== Problem description ==
Render the records below as a numbered list, leaving out blank lines, starting at the line that contains "[mark] the american" and ending at the last line of the records.

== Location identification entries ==

◇ ◇ ◇ ◇ ◇ ◇ ◇

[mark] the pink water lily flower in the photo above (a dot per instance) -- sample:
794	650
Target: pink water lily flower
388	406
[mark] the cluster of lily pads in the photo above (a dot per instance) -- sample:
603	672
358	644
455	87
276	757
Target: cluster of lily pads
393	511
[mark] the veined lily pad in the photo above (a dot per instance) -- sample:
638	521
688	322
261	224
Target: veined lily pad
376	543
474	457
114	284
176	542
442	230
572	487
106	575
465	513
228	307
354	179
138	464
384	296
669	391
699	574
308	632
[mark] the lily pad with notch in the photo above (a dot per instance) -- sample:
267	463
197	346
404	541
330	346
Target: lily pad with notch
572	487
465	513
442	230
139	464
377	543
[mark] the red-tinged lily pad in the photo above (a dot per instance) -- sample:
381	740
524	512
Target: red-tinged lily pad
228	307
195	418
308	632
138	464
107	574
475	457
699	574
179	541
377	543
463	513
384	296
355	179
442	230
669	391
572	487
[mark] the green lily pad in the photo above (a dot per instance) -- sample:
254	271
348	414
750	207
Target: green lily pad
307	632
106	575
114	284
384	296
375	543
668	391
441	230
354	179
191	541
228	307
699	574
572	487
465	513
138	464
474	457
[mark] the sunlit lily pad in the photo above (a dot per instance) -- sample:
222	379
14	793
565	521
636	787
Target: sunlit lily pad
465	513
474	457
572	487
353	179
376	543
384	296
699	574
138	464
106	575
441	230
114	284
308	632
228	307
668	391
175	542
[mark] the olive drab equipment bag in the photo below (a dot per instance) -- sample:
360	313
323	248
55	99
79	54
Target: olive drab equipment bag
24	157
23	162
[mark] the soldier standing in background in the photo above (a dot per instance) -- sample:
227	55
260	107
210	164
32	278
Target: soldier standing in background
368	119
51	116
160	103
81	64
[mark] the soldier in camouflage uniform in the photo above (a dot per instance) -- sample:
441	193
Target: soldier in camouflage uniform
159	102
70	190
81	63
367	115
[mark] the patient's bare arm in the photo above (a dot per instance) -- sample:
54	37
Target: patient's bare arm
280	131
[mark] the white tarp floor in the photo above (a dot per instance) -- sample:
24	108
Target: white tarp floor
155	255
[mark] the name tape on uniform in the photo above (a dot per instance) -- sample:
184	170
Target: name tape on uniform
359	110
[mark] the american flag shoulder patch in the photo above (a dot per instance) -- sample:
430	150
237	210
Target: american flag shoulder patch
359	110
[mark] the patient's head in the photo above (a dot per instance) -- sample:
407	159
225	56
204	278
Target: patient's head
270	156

◇ ◇ ◇ ◇ ◇ ◇ ◇

== Written solution ==
1. [mark] the american flag shoulder patch in the photo above (a dot per instance) -- sample:
2. 430	150
3. 237	210
4. Target: american flag shoulder patch
5. 359	110
6. [mark] the patient's head in the photo above (a dot per instance) -- sample:
7. 407	159
8. 225	56
9. 204	278
10. Target: patient's head
11. 270	156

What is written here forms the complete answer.